• _Exercise_
Copy every record below exactly as it stands.
--
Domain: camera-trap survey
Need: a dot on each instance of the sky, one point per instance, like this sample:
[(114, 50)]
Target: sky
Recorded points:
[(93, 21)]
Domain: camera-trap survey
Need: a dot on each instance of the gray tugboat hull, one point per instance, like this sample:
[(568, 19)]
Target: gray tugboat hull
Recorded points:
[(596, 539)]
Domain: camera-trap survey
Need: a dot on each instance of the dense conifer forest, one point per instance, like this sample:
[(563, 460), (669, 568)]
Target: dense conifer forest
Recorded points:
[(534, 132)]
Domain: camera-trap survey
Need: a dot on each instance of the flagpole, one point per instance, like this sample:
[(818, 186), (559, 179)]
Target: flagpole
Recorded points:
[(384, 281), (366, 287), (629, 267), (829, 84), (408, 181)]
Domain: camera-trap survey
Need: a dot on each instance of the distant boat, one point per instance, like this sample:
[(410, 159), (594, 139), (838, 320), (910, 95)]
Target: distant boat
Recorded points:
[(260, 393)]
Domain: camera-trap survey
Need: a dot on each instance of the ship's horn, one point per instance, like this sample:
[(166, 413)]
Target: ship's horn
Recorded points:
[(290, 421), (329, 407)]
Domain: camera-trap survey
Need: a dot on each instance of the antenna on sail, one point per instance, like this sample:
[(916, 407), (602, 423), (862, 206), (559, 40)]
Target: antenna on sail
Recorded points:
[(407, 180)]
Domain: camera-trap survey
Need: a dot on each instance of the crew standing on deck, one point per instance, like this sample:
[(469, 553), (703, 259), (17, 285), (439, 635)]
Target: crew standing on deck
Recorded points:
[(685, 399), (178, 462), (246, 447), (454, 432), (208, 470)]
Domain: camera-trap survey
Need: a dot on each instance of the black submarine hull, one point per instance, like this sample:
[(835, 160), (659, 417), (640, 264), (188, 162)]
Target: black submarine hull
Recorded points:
--
• _Task output_
Domain: camera-trap survey
Need: a dot on each instance of the sky, one point per instance, like this sample:
[(114, 50)]
Target: sky
Recorded points:
[(93, 21)]
Domain: camera-trap survey
Need: a dot on each instance of the gray tugboat hull, one point per instance, like this sample:
[(568, 19)]
Target: gray tugboat hull
Recorded points:
[(596, 539)]
Domain: camera-trap survey
Need: a dot on each instance of the dense conifer forest, one point per instance, like this sample:
[(563, 460), (669, 568)]
Target: dense conifer forest
Recorded points:
[(534, 132)]
Domain: camera-trap survey
Need: a dot on each instance of the flagpole, one point per instance, like this sample:
[(818, 186), (559, 179)]
Target: flagpole
Recorded points:
[(384, 281), (366, 287), (629, 267), (829, 84), (408, 181)]
Domain: camera-trap survey
Need: a dot on each instance of the distant boat, one point per instance, like this sample:
[(410, 159), (594, 139), (838, 320), (910, 95)]
Target: distant boat
Recorded points:
[(260, 393)]
Domain: camera-trap survey
Need: a dot on each instance of the ship's horn, one point per instance, like this sample:
[(166, 413)]
Target: ship's horn
Recorded points:
[(290, 421), (329, 407)]
Domain: camera-trap survey
Need: a dot on each instance of the antenna on sail, one point per instance, like this sample:
[(916, 407), (602, 423), (862, 206), (559, 40)]
Target: antenna on sail
Recorded points:
[(407, 180)]
Domain: camera-trap survey
Need: a dot on each instance of the crew standing on deck, one point per instance, like this sample:
[(469, 553), (703, 259), (17, 285), (439, 635)]
Target: crew standing on deck
Recorded points:
[(685, 399), (178, 462), (246, 447), (454, 432), (208, 470)]
Domain: camera-trap survey
Need: a dot on each instance of the black submarine hull, one point per instance, like this sample:
[(835, 160), (659, 417), (640, 264), (188, 162)]
Target: black submarine hull
Recorded points:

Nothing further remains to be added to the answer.